» **STATED GOAL A**
In the remote-control interface passage, what does a sportscaster do in the "replay white board" example?
» **STATED GOAL B**
Name every input that the remote-control interface passage says standard television and VCR remote control devices may use.

» **SOURCE PASSAGE**
======

Informational elements are displayed on top of the video signal. In
broadcast TV, the composition of these is handled at the origin of
the video signal. For instance, sport scores are passive elements
that are overlaid on top of the signal. Another, more dynamic,
example is the "replay white board" where, for example, a
sportscaster draws on top of the screen to illustrate what happened
during a replay. While this is more dynamic than the simple sports
score scenario, it does not affect the actual video signal (it is
composited together), nor does it allow the user to interact with
the content. While this invention takes a similar approach,
overlaying user element controls on top of the video signal or
other content, it also allows the end user to dynamically interact
with the content.
[0017] Some standard television and VCR user interfaces take over
the entire screen, such as a blue screen with white text for setup
and configuration, while others allow the user to make adjustments
to the overall settings visually in real-time. The former is not of
interest since the user is not interacting with the video stream in
real time. However, the latter scenario must be further
examined.
[0018] One interface for modification of the brightness and
contrast setting involves displaying a set of bars indicating the
amount of brightness and contrast. Using the remote control, the
user can adjust the overall brightness and contrast of the video
signal. While it is true the user is interacting with the video
image, he is actually changing the underlying television display
controls that affect the video stream. He is not actually modifying
the content of the video stream. This is an important distinction
since modifying the content (as provided by this invention) is a
significantly more complex operation.
[0019] The approach embodied by the present invention allows the
user to directly manipulate the video stream or other content using
a remote control. This modification results in processing the video
stream or other content in real-time, which in turn causes
subsequent processing, and updates to the display. In addition, the
edited video stream or content may be saved.
[0020] Standard television and VCR user interfaces make use of a
limited input remote control device. While these devices may make
use of up/down/left/right/forward (enter)/back (cancel), they are
generally limited to setup and program information. It is clear,
however, if the user model for these devices were extended to
navigational support for a more complex application, this model
would quickly break down.
[0021] For a Canon photo appliance product, the screen is broken up
into several areas and the navigation of the user interface is
provided by a remote control device
(up/down/left/right/forward/back). Despite this similarity, it is
significantly more complex and confusing to the user compared to
the techniques as embodied by the invention. The left side contains
menu options, the bottom controls additional options, the middle
contains even more commands or the user's content. This is the
"port hole effect" as described above. As with many interfaces that
make use of simple directional inputs found on a remote control
device, directional arrows allow the user to move around all the
controls on the entire screen. While each area organizes its
commands for a specific purpose, the user is free to navigate
around the entire screen. The interface does nothing to prevent the
user from moving from one container to another. Further, no attempt
is made to "guide" the user from one area of the interface to
another. Free form control of the application, while it is the
ultimate in flexibility, it is overly complex and confusing to the
user since the user receives little or no guidance regarding the
plethora of options available.
[0022] The approach embodied in the present invention provides for
the user interface to automatically and dynamically control where
the user should go next in the interface, and hence allows the user
to quickly perform the desired operation and minimizes the "mean
number of clicks to gratification." More importantly, the user is
guided to the correct location in the user interface allowing less
mistakes and frustration.

======

Stored data:

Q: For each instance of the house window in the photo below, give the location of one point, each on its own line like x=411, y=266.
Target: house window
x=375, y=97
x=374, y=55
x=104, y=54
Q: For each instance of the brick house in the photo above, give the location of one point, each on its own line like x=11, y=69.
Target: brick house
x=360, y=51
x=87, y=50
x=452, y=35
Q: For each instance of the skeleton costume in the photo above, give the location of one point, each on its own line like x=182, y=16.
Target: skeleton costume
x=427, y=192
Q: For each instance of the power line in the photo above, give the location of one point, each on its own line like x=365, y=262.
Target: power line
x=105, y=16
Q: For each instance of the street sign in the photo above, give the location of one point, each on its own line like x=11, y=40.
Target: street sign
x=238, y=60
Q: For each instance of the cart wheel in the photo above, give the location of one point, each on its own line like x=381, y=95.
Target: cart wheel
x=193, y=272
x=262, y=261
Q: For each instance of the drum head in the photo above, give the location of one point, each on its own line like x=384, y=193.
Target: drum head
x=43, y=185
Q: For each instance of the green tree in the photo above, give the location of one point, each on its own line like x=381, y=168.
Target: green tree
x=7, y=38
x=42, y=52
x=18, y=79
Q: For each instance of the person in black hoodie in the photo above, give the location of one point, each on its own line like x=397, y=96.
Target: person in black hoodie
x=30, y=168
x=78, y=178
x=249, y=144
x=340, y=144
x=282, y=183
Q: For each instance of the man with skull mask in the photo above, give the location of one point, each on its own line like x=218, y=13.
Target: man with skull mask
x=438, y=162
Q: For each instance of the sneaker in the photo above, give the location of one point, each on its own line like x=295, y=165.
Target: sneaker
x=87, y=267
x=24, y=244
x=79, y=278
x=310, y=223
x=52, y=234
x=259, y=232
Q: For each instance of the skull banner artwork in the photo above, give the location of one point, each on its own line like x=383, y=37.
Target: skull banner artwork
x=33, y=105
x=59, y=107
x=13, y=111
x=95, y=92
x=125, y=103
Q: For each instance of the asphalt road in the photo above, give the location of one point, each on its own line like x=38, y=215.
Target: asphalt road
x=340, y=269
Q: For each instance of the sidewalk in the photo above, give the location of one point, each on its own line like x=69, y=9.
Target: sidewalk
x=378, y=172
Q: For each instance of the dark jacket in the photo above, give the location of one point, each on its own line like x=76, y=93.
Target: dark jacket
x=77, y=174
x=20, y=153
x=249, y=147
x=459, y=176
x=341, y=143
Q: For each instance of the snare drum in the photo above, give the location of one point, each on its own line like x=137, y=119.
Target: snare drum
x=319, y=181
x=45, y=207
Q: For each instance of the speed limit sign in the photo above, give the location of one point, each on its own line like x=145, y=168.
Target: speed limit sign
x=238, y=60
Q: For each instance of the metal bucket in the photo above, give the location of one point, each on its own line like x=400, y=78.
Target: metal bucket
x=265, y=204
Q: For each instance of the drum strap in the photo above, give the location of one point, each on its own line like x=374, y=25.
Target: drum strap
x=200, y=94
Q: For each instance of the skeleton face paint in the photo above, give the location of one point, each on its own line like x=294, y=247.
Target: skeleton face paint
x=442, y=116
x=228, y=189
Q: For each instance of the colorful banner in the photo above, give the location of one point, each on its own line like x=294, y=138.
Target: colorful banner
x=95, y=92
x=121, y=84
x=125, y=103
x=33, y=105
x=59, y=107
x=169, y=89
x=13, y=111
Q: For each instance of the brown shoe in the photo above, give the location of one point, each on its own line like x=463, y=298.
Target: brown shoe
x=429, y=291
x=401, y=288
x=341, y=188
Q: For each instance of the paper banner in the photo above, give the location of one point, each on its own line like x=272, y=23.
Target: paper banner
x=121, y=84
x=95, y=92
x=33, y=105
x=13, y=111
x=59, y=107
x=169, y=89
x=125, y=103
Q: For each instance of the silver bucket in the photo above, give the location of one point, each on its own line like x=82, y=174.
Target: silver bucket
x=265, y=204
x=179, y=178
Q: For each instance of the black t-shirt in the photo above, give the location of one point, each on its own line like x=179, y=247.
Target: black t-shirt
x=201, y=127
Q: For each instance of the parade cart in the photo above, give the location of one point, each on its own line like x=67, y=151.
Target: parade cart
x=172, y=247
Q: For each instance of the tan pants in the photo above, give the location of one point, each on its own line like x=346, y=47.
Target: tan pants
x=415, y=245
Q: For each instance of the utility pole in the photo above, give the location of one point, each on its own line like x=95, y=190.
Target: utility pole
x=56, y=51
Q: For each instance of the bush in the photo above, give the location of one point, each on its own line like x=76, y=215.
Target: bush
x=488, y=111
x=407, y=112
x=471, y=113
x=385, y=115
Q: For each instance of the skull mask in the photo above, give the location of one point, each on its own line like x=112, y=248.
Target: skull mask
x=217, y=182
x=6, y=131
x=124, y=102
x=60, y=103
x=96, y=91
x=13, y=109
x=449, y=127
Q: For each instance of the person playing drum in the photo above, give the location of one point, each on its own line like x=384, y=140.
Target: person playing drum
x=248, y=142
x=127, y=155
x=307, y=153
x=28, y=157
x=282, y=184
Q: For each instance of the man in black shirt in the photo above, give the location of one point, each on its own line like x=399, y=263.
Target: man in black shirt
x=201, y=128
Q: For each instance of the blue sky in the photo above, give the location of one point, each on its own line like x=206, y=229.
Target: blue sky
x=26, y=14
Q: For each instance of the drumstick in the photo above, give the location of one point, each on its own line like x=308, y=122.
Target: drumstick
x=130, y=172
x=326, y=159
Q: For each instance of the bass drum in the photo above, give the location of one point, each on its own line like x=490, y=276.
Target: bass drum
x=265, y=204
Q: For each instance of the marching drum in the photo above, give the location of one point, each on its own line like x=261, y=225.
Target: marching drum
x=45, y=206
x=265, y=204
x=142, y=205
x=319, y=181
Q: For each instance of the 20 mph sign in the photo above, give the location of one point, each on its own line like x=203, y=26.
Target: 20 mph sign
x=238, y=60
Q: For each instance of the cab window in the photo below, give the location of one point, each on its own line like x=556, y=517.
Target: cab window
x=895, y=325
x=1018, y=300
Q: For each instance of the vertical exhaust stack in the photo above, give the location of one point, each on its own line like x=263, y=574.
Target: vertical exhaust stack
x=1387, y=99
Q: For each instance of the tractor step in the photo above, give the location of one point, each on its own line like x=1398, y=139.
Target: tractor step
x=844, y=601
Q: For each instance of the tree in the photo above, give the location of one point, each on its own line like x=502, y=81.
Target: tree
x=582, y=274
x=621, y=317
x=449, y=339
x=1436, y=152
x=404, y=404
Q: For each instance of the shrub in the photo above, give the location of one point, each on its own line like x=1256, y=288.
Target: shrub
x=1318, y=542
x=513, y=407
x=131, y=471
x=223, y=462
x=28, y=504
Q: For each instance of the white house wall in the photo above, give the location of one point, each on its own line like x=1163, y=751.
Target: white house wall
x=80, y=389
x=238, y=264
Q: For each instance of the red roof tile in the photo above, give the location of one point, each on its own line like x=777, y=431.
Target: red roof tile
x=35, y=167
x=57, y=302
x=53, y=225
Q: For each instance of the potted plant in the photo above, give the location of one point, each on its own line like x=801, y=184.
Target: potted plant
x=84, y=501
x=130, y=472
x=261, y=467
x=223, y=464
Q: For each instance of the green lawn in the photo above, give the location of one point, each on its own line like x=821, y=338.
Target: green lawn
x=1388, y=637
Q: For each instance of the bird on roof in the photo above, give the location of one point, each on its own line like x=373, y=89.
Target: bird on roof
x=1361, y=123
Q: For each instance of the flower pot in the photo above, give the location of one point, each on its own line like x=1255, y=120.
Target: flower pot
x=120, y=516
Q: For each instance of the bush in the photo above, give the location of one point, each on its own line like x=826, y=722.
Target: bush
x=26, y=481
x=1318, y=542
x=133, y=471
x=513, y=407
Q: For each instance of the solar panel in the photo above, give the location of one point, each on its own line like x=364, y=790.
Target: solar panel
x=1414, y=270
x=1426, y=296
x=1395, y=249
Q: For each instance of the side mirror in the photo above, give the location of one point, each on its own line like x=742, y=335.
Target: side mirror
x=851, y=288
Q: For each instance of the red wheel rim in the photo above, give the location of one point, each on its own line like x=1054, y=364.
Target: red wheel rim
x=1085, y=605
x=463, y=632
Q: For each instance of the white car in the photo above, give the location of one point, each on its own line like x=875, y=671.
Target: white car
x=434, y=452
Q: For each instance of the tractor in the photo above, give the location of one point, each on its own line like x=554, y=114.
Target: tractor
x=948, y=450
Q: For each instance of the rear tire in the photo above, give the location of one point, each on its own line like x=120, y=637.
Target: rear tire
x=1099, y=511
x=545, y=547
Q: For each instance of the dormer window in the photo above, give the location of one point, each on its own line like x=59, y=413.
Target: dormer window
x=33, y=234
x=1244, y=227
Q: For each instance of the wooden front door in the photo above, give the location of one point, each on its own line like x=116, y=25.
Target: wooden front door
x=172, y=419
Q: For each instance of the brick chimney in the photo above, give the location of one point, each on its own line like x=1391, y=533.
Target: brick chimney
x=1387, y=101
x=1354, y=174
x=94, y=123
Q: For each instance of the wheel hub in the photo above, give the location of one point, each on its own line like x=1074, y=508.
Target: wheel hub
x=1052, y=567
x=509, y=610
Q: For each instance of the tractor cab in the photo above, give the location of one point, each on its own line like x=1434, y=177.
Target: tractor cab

======

» **WORKED SOLUTION A**
The sportscaster draws on top of the screen to illustrate what happened during a replay.

» **WORKED SOLUTION B**
Up, down, left, right, forward (enter), back (cancel)